Problem description:
Below are the records; copy exactly the stretch from the line containing "Note: mark the tall" through the line containing "Note: mark the dense", both ends included, and nothing else.

Exercise input:
────────────────────────────────────────
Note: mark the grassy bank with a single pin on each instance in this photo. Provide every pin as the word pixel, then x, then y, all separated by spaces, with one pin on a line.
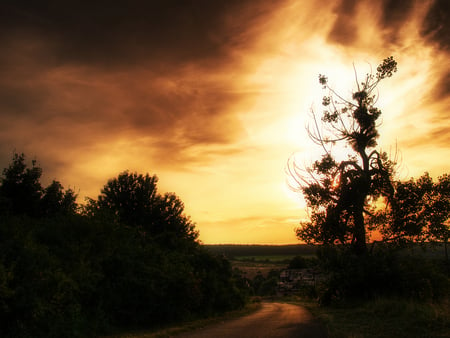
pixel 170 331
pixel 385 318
────────────────────────────────────────
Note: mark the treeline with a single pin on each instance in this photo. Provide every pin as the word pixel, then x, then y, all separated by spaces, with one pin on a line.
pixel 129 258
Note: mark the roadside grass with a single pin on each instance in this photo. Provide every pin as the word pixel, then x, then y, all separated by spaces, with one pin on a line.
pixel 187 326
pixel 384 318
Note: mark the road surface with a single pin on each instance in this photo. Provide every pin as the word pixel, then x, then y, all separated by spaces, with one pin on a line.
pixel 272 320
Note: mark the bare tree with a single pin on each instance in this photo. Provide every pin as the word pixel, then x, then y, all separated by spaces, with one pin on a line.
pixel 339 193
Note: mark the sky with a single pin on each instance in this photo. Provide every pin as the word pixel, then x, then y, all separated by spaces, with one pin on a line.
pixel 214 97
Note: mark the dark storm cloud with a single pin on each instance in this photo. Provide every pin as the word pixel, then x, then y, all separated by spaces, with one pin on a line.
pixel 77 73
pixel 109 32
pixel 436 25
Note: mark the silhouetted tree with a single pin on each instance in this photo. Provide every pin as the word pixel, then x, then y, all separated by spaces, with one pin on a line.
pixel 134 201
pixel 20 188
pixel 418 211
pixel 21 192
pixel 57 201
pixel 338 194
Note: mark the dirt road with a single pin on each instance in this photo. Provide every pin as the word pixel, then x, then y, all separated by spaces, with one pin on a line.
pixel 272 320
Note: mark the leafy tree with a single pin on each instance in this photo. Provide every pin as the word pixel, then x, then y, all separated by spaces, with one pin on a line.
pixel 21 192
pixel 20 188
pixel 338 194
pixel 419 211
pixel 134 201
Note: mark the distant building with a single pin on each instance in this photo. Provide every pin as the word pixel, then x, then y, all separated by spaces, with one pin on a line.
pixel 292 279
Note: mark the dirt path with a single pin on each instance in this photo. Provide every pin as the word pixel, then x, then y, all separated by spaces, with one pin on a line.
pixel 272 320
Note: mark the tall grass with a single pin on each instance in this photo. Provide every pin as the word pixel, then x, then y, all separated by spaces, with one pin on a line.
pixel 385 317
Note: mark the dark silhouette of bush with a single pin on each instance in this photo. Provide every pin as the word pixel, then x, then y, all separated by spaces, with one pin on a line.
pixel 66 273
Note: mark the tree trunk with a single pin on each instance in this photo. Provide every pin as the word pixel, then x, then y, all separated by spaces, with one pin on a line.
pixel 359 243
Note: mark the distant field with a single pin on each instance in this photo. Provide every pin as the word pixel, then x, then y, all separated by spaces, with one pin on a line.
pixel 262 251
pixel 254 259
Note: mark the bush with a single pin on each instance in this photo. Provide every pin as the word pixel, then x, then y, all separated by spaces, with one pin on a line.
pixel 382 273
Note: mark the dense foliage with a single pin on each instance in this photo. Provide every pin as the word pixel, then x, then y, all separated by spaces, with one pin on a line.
────────────────────────────────────────
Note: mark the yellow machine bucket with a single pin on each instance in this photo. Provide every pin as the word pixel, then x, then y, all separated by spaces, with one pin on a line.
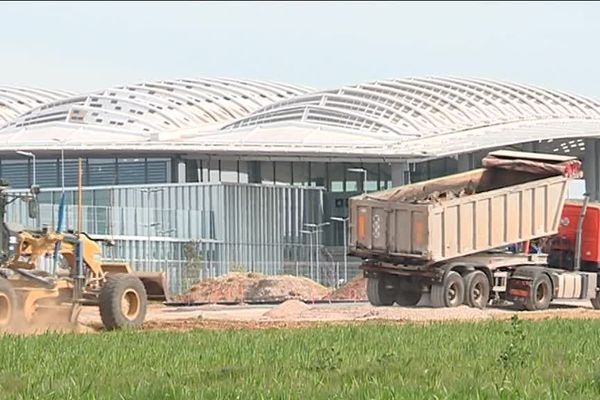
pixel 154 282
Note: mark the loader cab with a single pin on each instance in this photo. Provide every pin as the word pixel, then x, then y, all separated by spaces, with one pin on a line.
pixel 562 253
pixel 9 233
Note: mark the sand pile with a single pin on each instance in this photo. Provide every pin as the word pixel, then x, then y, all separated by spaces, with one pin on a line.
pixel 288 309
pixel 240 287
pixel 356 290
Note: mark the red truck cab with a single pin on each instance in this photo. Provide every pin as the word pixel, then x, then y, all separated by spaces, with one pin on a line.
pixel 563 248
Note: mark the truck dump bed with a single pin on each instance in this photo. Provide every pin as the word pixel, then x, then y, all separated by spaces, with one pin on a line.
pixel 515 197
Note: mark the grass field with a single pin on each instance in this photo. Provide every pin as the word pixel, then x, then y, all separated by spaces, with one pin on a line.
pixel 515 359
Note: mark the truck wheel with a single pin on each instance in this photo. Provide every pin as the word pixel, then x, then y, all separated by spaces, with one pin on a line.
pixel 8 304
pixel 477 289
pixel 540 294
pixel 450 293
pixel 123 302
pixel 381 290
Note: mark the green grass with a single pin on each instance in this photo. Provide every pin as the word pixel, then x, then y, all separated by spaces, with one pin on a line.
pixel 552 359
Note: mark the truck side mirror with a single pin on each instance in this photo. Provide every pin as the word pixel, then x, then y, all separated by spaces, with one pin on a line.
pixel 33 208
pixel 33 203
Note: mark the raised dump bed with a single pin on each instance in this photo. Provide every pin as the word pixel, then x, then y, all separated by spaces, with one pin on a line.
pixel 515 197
────────────────────────────────────────
Output for this task:
Note: mark the tall grass with a single pin on each instance in this photo. Provide every pin as the word pixel, then x, then y, all separated by spaces, with one pin on a line.
pixel 385 317
Note: mark the dark silhouette of bush with a single pin on each instance in this photo. Provide every pin as the word pixel, then x, then y, all separated by spaces, with one pin on a line.
pixel 66 273
Note: mark the tree trunk with a single pin on each instance in this photo. Provide every pin as the word pixel, then x, then y, all separated by spaces, with one pin on a line.
pixel 359 243
Note: mark the distant field with a single pin on each instance in this photo. Provide every pin as the word pixel, then x, then y, all separated by spaces, with one pin on a line.
pixel 262 251
pixel 254 259
Note: mark the bush with a single pin on each instance in this photo. Provide every pin as the word pixel, then x, then y, all separated by spaces, with one pin on a line.
pixel 382 273
Note: mark the dense foliage with a single pin on each instance in this photo. Provide every pin as the word pixel, then x, then y, all separated by spaces, with one pin on a line.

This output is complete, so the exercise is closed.